ФРАГМЕНТ СТРАНИЦЫ —
◆ ◆ ◆ ◆ ◆ ◆ ◆

Широкий подход предполагает, что институты прямой демократии представляют собой совокупность правовых норм, регулирующих отношения по принятию гражданами общеобязательных властных решений, имеющих силу решений органов государственной власти (решений органов местного самоуправления) или выше, а также по участию граждан в принятии такого рода решений.

По мнению профессора С.А. Авакьяна, под непосредственной (прямой) демократией следует понимать «совокупность конституционно-правовых институтов, посредством которых народ выражает свою волю, сам осуществляет государственную власть или власть местного самоуправления... В одних случаях это выражение воли народа может иметь обязательный (императивный) и окончательный характер, то есть принятые им решения не требуют утверждения кем-либо. Соответствующие институты можно назвать императивными институтами непосредственной демократии. В других случаях воля народа имеет консультативный характер. Консультативность в данном случае предполагает, что официальное окончательное решение принимает компетентный орган государства или орган местного самоуправления <.> Советующие институты можно назвать консультативными институтами непосредственной демократии. Могут существовать и смешанные институты непосредственной демократии» [2. С. 408-409].

Узкий подход предполагает, что институты прямой демократии представляют собой совокупность

правовых норм, регулирующих отношения исключительно по принятию народом или его частью общеобязательных властных решений, имеющих силу решений органов государственной власти (решений органов местного самоуправления) или выше. Узкого подхода к пониманию прямой демократии и ее институтов придерживается ряд авторов, целенаправленно изучающих вопросы функционирования институтов прямой демократии в России [1. С. 110; 3. С. 9; 4. С. 106; 5. С. 4]. В рамках узкого подхода о прямой демократии можно говорить только тогда, когда народ или его часть принимают общеобязательные властные решения, имеющие силу решений органов государственной власти или органов местного самоуправления, самостоятельно, т.е. без участия данных органов.

◆ ◆ ◆ ◆ ◆ ◆ ◆

ПРЕДОСТАВЛЕННЫЕ ЗАПИСИ —

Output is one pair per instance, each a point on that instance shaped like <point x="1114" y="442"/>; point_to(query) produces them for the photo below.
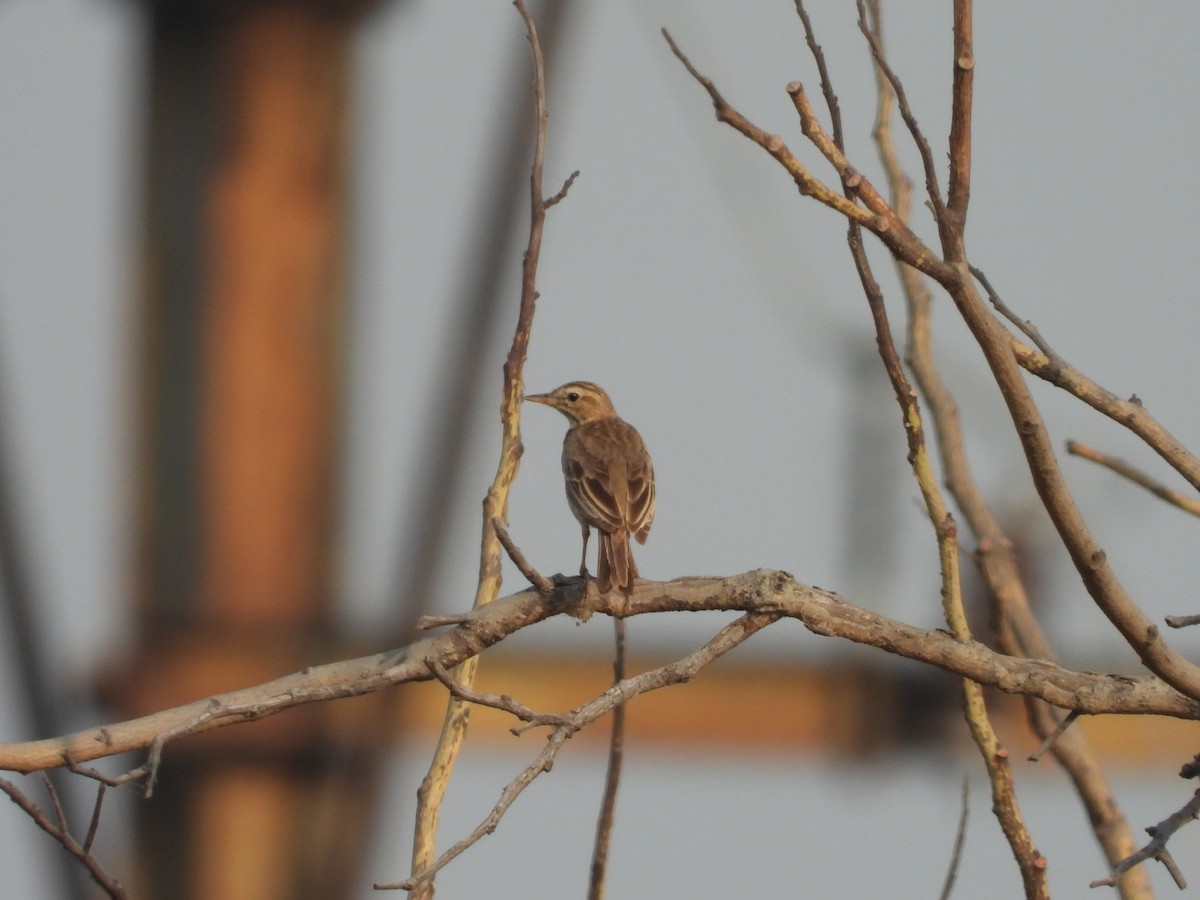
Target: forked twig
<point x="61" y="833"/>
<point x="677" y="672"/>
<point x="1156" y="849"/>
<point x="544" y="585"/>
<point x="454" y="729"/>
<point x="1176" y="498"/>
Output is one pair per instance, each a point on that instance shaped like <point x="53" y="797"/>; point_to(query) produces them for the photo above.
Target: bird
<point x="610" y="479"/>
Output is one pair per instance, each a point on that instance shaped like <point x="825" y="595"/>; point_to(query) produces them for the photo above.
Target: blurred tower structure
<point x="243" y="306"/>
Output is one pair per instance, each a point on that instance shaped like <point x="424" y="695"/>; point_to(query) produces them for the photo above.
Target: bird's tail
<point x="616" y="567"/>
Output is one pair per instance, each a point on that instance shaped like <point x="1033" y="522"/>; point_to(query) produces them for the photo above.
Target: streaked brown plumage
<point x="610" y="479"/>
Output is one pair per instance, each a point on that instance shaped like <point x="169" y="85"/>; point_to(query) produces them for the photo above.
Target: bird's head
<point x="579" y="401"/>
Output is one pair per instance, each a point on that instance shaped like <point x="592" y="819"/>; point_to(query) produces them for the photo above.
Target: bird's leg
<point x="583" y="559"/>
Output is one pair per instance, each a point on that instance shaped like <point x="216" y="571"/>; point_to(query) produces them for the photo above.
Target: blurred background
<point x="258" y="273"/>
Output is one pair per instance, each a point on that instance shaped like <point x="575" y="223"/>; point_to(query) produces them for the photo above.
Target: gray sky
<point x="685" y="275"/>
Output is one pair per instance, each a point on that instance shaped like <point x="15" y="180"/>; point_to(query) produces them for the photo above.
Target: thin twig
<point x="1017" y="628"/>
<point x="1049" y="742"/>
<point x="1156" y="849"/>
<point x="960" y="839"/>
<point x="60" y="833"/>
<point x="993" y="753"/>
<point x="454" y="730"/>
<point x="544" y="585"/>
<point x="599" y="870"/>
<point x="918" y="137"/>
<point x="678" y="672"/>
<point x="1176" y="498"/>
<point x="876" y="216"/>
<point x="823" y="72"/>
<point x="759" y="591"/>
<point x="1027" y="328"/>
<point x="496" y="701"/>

◆ ◆ ◆ ◆ ◆ ◆ ◆

ЗАДАНИЯ —
1/ Обнови текст о прямой демократии от слов «Широкий подход предполагает, что» вплоть до слов «такого рода решений.» включительно, заменив «гражданами» на «избирателями».
2/ Как, согласно тексту о прямой демократии, С.А. Авакьян предлагает называть институты, в которых воля народа имеет обязательный и окончательный характер?
3/ Продолжи текст о прямой демократии с места, где он заканчивается.
Записи не имеют отношения к тексту о прямой демократии.

ОТВЕТЫ —
1/
Широкий подход предполагает, что институты прямой демократии представляют собой совокупность правовых норм, регулирующих отношения по принятию избирателями общеобязательных властных решений, имеющих силу решений органов государственной власти (решений органов местного самоуправления) или выше, а также по участию граждан в принятии такого рода решений.

2/ Императивными институтами непосредственной демократии.

3/
В случае когда народ или его часть лишь участвуют в принятии общеобязательных властных решений органами государственной власти или органами местного самоуправления, а равно лишь высказывают свое мнение по поводу ожидаемых итогов принятия властных решений упомянутыми органами, в рамках узкого подхода можно говорить либо об институтах демократии представительной, либо о других разновидностях демократии, отличных от представительной демократии (о партисипаторной демократии (демократии соучастия), делиберативной демократии (демократии обсуждения) или иной [6. С. 231-253; 7], но никак не о прямой демократии.

Отсутствие единого подхода к правовому институту прямой демократии демонстрируют структура и содержание действующего в Российской Федерации законодательства в обозначенной сфере. Отечественный законодатель придерживается как узкого, так и широкого подходов к институционализации прямой демократии. Так, на федеральном уровне и уровне субъектов федерации законодатель придерживается узкого подхода, причисляя к институтам прямой демократии исключительно референдум и выборы, тем самым выводя все остальные возможные институты в сферу представительной демократии. На муниципальном уровне законодатель, наоборот, руководствуется широким подходом, допуская существование иных, прямо не перечисленных институтов прямой демократии, указывая при этом на то, что они могут быть либо институтами непосредственного властвования, либо институтами участия во властвовании, причем, что характерно, без конкретизации специфики такого участия.

Таким образом, наблюдается четкая взамосвязь: чем выше уровень публичной власти, тем более узкий подход выдерживает законодатель, регламентируя институты прямой демократии.

Важную роль в определении институтов прямой демократии в конституционном праве, а также в наполнении указанного института содержанием можно увидеть, определившись с местом упомянутых ранее в настоящем исследовании так называемых институтов участия в осуществлении публичной власти - от реального соучастия населения в процессе принятия властного решения до элементарного предварительного выявления общественного мнения при принятии конкретного властного решения органом

государственной власти или органом местного самоуправления.

Институты обсуждения (делиберативные институты), по нашему мнению, нельзя относить к институтам прямой демократии, потому как, в отличие от институтов соучастия, они не предполагают непосредственного участия народа или его части в осуществлении публичной власти, а по своей сути подразумевают лишь информирование органа государственной власти или органа местного самоуправления с целью повлиять на характер принимаемого им властного решения, указав на тот вариант, который сделает властное решение легитимным в глазах большинства граждан.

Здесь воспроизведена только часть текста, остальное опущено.